* _What you have to do_
Rewrite the stretch of the political blog post below from "But its hard" through "- he could have done anything.", changing "scandals" to "affairs".

* _Quoted text_
↓↓↓

As a strong supporter of both the EU and the Act of Union I happen to agree with Denis. In questioning if we can ever have a "Scottish" Prime Minister the Tories are playing with fire for the sake of short term political gain against Gordon Brown. And their anti-Europe stance runs profoundly counter to the country's long term interests.

Denis' best point, but a pity for the country, is that he is probably the staunchest ally of the European Union in the Labour Party. It was a combination of Brown's irritation at this - and his repeated hunt for media airtime, sometimes at the cost of caution - that hastened his departure from the role of Europe Minister after the last General Election.

But its hard to keep him down - only Denis would treat the 9% swing I got against him at the last General Election as something to celebrate in his acceptance speech. The reason? For the first time since World War I the two "progressive parties" had put the Tories in to 3rd place.

Sunday, December 17, 2006

Sad Ending

Watching the closing days of the Blair regime I am torn between anger and sadness.

Anger at the squalid little scandals that are causing long term damage to the fabric of our democracy; cash for peerages, dodgy decisions on corrupt arms dealing probes, lies about Iraq, vast sums squandered on ID cards... The list is long.

Sadness because in 1997 Blair had a once in generation opportunity. A massive majority, an awesome political machine, a huge wave of popular and media goodwill, a discredited opposition - he could have done anything.

Anything. Rebuilt our education system, re-engineered Britain's relationship with Europe, created a thorough (and properly thought through) reform of our political set-up, delivered an NHS for the 21st Century...

The gamble he chose to take was Iraq.

And he could have done anything... How can you not be sad?

Thursday, December 14, 2006

How NuLab works

If you want to see how New Labour runs the country then switch on your telly now.

↑↑↑

* _Dataset content_
↓↓↓

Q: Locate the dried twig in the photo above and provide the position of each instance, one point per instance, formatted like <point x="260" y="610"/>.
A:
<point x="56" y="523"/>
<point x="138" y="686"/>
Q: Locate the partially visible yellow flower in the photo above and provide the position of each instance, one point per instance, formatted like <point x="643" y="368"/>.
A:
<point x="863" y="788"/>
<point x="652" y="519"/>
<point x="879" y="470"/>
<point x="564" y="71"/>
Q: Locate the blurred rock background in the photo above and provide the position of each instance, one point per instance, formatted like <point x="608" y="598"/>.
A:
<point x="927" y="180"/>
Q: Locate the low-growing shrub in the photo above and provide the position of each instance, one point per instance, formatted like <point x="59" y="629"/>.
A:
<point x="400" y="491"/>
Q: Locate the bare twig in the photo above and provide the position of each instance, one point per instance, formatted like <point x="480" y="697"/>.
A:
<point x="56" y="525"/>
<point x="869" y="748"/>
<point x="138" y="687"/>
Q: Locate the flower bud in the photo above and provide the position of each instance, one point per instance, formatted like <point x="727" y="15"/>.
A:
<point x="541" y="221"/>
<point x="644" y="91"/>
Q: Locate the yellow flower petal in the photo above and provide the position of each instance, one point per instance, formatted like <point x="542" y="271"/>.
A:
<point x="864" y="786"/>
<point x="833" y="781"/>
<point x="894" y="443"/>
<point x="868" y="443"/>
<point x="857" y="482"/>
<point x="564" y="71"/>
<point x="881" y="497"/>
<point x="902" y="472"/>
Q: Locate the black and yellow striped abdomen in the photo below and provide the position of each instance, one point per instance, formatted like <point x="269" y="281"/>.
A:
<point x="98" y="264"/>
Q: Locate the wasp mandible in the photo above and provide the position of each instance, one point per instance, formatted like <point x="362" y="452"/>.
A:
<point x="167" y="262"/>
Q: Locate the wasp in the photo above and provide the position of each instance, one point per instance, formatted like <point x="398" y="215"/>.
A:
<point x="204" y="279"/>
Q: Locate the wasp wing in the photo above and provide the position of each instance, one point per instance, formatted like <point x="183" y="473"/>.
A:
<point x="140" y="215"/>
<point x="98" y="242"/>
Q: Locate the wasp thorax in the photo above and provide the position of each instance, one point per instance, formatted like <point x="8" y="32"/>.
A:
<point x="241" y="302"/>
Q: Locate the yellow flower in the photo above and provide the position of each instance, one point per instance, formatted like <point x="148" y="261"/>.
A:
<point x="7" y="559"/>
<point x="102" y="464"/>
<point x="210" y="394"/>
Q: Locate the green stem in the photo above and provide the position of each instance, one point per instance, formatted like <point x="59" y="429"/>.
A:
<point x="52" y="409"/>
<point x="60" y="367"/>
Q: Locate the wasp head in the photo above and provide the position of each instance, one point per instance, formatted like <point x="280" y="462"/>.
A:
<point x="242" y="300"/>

↑↑↑

* _Task output_
But its hard to keep him down - only Denis would treat the 9% swing I got against him at the last General Election as something to celebrate in his acceptance speech. The reason? For the first time since World War I the two "progressive parties" had put the Tories in to 3rd place.

Sunday, December 17, 2006

Sad Ending

Watching the closing days of the Blair regime I am torn between anger and sadness.

Anger at the squalid little affairs that are causing long term damage to the fabric of our democracy; cash for peerages, dodgy decisions on corrupt arms dealing probes, lies about Iraq, vast sums squandered on ID cards... The list is long.

Sadness because in 1997 Blair had a once in generation opportunity. A massive majority, an awesome political machine, a huge wave of popular and media goodwill, a discredited opposition - he could have done anything.